The records below are to be repeated in full, exactly as they are.

Segment Start: Data to use

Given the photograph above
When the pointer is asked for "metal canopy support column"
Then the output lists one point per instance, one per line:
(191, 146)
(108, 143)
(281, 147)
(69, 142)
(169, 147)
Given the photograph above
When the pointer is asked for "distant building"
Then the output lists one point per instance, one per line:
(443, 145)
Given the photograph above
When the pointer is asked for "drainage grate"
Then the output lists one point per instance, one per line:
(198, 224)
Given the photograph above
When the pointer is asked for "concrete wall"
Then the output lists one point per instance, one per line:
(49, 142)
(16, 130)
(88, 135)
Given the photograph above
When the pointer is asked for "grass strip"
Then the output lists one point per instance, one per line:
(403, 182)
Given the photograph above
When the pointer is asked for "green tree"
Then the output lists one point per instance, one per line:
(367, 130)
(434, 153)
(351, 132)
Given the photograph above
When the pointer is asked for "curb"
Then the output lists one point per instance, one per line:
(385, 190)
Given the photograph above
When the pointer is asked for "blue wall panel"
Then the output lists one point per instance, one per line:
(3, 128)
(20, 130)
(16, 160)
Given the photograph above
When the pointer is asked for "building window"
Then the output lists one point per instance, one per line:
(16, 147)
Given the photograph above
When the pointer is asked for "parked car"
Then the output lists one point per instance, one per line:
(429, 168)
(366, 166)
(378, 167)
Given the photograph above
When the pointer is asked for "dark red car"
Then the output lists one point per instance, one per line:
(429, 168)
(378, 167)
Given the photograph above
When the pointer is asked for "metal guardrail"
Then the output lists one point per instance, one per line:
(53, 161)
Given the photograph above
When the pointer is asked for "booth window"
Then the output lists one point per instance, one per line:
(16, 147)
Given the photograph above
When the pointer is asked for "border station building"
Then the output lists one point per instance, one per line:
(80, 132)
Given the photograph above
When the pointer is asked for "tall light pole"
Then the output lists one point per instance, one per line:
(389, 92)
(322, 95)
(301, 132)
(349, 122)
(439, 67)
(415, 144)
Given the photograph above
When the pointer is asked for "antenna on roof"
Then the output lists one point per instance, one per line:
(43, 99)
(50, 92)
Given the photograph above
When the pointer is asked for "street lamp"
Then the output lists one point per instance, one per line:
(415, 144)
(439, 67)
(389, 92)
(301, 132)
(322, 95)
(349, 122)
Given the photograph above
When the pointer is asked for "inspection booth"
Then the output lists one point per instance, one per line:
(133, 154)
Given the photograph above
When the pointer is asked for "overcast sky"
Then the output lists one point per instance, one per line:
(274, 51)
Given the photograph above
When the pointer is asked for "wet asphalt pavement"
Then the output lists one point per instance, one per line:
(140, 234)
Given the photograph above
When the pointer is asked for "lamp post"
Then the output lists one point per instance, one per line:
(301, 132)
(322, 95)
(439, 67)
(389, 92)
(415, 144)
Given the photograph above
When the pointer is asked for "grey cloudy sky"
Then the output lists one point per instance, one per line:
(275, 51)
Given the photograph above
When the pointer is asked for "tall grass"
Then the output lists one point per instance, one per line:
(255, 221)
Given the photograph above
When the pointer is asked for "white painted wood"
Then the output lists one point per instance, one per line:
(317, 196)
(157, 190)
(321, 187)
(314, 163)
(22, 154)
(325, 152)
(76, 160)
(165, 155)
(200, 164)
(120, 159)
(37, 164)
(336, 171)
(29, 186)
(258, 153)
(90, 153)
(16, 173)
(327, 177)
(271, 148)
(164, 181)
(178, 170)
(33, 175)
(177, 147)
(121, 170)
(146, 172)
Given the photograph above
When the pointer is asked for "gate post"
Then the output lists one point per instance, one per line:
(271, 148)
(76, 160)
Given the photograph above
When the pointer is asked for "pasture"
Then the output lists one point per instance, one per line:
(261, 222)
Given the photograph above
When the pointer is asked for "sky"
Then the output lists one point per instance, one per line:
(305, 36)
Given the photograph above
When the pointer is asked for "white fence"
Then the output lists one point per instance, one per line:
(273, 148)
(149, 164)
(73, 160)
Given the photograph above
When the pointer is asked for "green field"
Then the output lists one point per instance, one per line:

Segment End: Data to use

— Answer space —
Given the photograph above
When the pointer is asked for "metal canopy support column"
Then the output lists one point per instance, one per line:
(191, 146)
(108, 143)
(281, 147)
(69, 142)
(169, 147)
Given the photograph above
When the pointer is asked for "distant building"
Then the output lists one point per instance, one per line:
(443, 145)
Given the photograph above
When the pointer is asked for "drainage grate"
Then the output lists one point per instance, one per line:
(198, 224)
Given the photograph above
When the pointer is asked for "concrete wall"
Then the output lists one point per instance, one per line:
(49, 142)
(16, 130)
(88, 135)
Given the photograph above
When the pointer is asked for "grass strip"
Then the output lists one point per instance, one per line:
(403, 182)
Given the photograph above
When the pointer is asked for "green tree"
Then the output lists one point per instance, one per line:
(367, 130)
(434, 153)
(351, 132)
Given the photograph above
When the pointer is asked for "curb"
Then the output lists one point per instance, one per line:
(385, 190)
Given the photograph above
When the pointer is asked for "blue wall panel"
Then the output lists one point per instance, one per line:
(3, 128)
(20, 130)
(16, 160)
Given the photograph above
When the pointer is asked for "building window"
Then the output lists one point per instance, one per line:
(16, 147)
Given the photograph above
When the pointer is asked for "parked car"
Then the output lists one point per instance, one per line:
(429, 168)
(366, 166)
(378, 167)
Given the photograph above
When the pointer is asked for "dark red car"
Then the output lists one point per instance, one per line:
(429, 168)
(378, 167)
Given the photograph above
When the pointer is asked for "metal guardrail"
Then the output lists one point per instance, one per line:
(53, 161)
Given the photograph above
When the pointer is asked for "booth window"
Then the output lists one point per instance, one per line:
(16, 147)
Given the photograph above
When the pointer is asked for "border station building"
Then the output lists one point per instance, one per line:
(80, 132)
Given the photograph above
When the pointer is asked for "tall light pole"
Then the output lists one point per instance, one per line:
(389, 92)
(322, 95)
(301, 132)
(349, 122)
(439, 67)
(415, 144)
Given the photograph above
When the pointer is asked for "antenna on roof"
Then the output lists one point per instance, one per line:
(43, 99)
(50, 92)
Given the photograph above
When the pointer is asked for "street lamp"
Then the output lists one point per instance, one per line:
(415, 144)
(439, 67)
(389, 92)
(301, 132)
(322, 95)
(349, 122)
Given the photograph above
When the pointer is asked for "inspection booth"
Then the output lists one point per instance, one per line:
(133, 154)
Given the photograph above
When the pointer is asked for "overcast sky"
Then the output lists one point per instance, one per line:
(274, 51)
Given the photograph above
When the pointer is asked for "wet asphalt pavement"
Then the output lists one point per instance, one per line:
(140, 234)
Given the photograph above
When the pointer is asked for "lamp post"
Then the output lists one point per instance, one per line:
(301, 132)
(322, 95)
(439, 67)
(389, 92)
(415, 144)
Given the photograph above
When the pointer is asked for "grey cloudy sky"
Then the output lists one point per instance, one per line:
(275, 51)
Given the photograph above
When the pointer is asked for "tall grass"
Then the output lists one point per instance, one per line:
(255, 221)
Given the photograph above
When the pointer is asked for "white painted wood"
Then the output lists one point per instance, one per line:
(317, 196)
(157, 190)
(321, 187)
(314, 163)
(22, 154)
(325, 152)
(76, 160)
(165, 155)
(200, 164)
(120, 159)
(37, 164)
(336, 171)
(29, 186)
(258, 153)
(90, 153)
(16, 173)
(327, 177)
(271, 148)
(164, 181)
(178, 170)
(33, 175)
(177, 147)
(121, 170)
(146, 172)
Given the photograph above
When the pointer is asked for "gate post"
Then the output lists one point per instance, one per line:
(271, 148)
(76, 160)
Given the photograph above
When the pointer is asked for "pasture"
Then the output lists one point per instance, one per line:
(261, 222)
Given the photograph above
When the pointer is asked for "sky"
Then the output lists one point per instance, one per line:
(305, 36)
Given the photograph above
When the pointer is asked for "white fence"
Then the output lists one point per instance, one per line:
(273, 148)
(149, 164)
(73, 160)
Given the photograph above
When the pointer is asked for "green field"
Then the output lists one point per instance, one per line:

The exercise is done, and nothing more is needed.